▸ **ACTION ITEM**: Repeat verbatim the lines of the data below, beginning with the line containing "Back: answer as" and continuing to the end.

▸ **DATA TO PROCESS**:
[Start of section]

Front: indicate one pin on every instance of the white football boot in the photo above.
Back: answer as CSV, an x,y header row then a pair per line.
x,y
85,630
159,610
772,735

[End of section]

▸ **TASK OUTPUT**:
Back: answer as CSV, an x,y header row then a pair per line.
x,y
85,630
159,610
772,735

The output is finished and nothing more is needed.